__What needs to be done__: Could you write out everything from the line containing "Target: bicycle" down to the end of the records again, requests included, adding -45 to every polygon coordinate in the answers?

__Items__:
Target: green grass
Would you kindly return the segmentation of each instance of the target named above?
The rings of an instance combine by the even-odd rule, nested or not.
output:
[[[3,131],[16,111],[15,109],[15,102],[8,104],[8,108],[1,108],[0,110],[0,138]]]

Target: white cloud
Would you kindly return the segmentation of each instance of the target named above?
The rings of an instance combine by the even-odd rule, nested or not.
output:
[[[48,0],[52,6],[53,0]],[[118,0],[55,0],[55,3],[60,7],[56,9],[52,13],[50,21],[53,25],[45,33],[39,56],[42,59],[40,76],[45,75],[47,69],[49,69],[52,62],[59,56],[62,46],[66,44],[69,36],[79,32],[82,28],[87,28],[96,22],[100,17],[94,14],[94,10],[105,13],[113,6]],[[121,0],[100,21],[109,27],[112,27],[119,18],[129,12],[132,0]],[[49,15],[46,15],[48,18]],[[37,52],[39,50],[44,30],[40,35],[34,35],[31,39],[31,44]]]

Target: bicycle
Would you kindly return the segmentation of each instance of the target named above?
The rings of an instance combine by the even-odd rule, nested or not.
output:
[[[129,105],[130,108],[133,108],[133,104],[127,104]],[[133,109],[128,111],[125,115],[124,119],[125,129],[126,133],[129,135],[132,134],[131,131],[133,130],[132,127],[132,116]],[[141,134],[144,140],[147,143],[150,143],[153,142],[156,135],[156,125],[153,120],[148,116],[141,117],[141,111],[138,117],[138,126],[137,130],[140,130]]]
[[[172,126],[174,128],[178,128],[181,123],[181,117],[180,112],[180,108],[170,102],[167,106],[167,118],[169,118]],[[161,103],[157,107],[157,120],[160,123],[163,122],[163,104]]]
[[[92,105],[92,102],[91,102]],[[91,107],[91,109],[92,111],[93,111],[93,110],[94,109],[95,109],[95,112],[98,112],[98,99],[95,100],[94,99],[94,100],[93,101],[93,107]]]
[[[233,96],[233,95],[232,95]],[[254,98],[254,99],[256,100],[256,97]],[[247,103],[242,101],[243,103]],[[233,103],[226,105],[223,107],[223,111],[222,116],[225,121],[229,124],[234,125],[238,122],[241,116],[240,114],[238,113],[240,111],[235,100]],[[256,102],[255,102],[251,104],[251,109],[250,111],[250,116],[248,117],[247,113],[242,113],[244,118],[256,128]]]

__Complete answer__:
Target: bicycle
Would you kindly return the segmentation of each instance of the target named above?
The rings of an instance combine by the even-odd rule, nested or not.
output:
[[[84,60],[85,63],[88,63],[88,59],[82,59]],[[88,64],[83,66],[80,70],[79,74],[80,84],[81,88],[84,90],[87,89],[86,86],[88,85],[87,82],[87,71]],[[96,89],[99,95],[102,98],[105,98],[108,97],[111,90],[111,80],[108,75],[103,71],[96,72],[96,66],[93,72],[93,81],[92,85],[95,85]]]
[[[127,81],[129,83],[133,83],[136,78],[136,72],[135,67],[135,63],[125,57],[122,61],[122,73],[124,73]],[[116,58],[112,62],[112,75],[115,78],[118,77],[118,59]]]
[[[47,60],[47,57],[46,57]],[[46,62],[46,64],[47,66],[48,66],[48,65],[49,64],[50,64],[50,67],[53,67],[53,54],[50,55],[49,54],[49,55],[48,56],[48,62]]]
[[[188,51],[188,50],[187,50]],[[209,53],[209,54],[211,55],[211,52]],[[202,58],[197,56],[198,58]],[[188,58],[181,60],[178,62],[178,66],[177,71],[180,76],[184,79],[189,80],[193,77],[196,71],[195,69],[193,68],[195,66],[190,55]],[[211,57],[210,57],[206,59],[206,64],[205,66],[205,71],[203,72],[202,68],[197,68],[199,73],[211,83]]]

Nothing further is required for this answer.